■ **TASKS AND EXERCISES**
• a. Reproduce the portion of the paludarium forum thread starting with "as for the filter" and going on through "(Sep 10, 2007)", word for word.
• b. Resume the forum thread about the 20 gallon paludarium build, picking up right after its final sentence.

# Starting a 20 gallon paludarium



## twaatz (Dec 1, 2013)

Okay I'm new here and have been lurking heavily to figure out how to set up my new 20 gallon build from a old planted tank I have. First Ill give you some background on myself, I'm coming from a planted tank background and Ive kept everything from nanos to monster fish tanks, but recently I wanted to start something new so I'm going for a half land half aquatic paludarium. 

First off here is my list of what to purchase list

Greatstuff idk how many cans I will need yet
Black sillicone
Peat moss
Egg crate
Some type of vine/driftwood
mini pots for the plants

as for the filter I'm planning on using a old submersible filter and creating a waterfall with the great stuff but idk how that will work any suggestions are welcome
Light I'm just going to use a clamp light with a 6500k CFL hanging above it

Anything I'm missing or plant suggestions are welcome and needed.

Will be uploading pics of my progress once all the holiday chaos is over.


----------



## carola1155 (Sep 10, 2007)

That list looks good so far... but what are you planning on keeping in the tank? A 20 gallon tank split in half is not really going to provide enough floor space for any species of dart frogs.


----------



## twaatz (Dec 1, 2013)

carola1155 said:


> That list looks good so far... but what are you planning on keeping in the tank? A 20 gallon tank split in half is not really going to provide enough floor space for any species of dart frogs.


Yeah I need to do my research more for the land half I quickly realized that it wasn't large enough for the dart frogs, but maybe some type of tree frogs with a way of escaping the water just in case. I haven't got that deep into it yet just focusing on the build right now, maybe flip it with a vertical conversion kit. but for the water half its probably just going to be some small schools of Galaxy rasboras and chili rasboras. I'll probably throw in some otocinclus cats or small pigmy corys, maybe even a african dwarf frog. I'm mainly focusing on the build rather then stocking right now.

■ **PROVIDED DATA**
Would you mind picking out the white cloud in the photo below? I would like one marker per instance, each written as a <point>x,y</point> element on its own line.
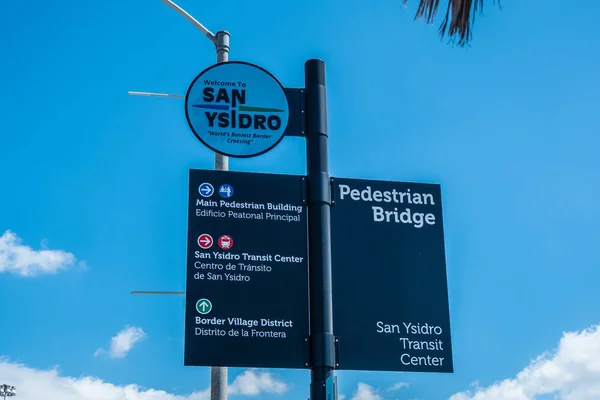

■ **THE RESPONSES**
• a.
as for the filter I'm planning on using a old submersible filter and creating a waterfall with the great stuff but idk how that will work any suggestions are welcome
Light I'm just going to use a clamp light with a 6500k CFL hanging above it

Anything I'm missing or plant suggestions are welcome and needed.

Will be uploading pics of my progress once all the holiday chaos is over.


----------



## carola1155 (Sep 10, 2007)

• b.
----------



## carola1155 (Sep 10, 2007)

I normally do my builds the other way around. If you build something that you then find out is unsuitable for what you want to keep... where's the fun in that? You'll end up either not getting the animals you really want or not fully meeting the needs of your animals.


----------



## twaatz (Dec 1, 2013)

carola1155 said:


> I normally do my builds the other way around. If you build something that you then find out is unsuitable for what you want to keep... where's the fun in that? You'll end up either not getting the animals you really want or not fully meeting the needs of your animals.


Very true, but as this is my first attempt at a paludarium I wont be crushed by what I can house in it. I might even keep the land unoccupied if I can not find something. For me this is more testing the waters, see what works for me what doesn't, getting the hang of making the background and Scapes, just general getting the hang of it before I go big.


----------



## carola1155 (Sep 10, 2007)

gotcha, well then my one big tip for ya with the greatstuff... *wear gloves*

Take your time with each step, make sure you give every step the appropriate time to cure.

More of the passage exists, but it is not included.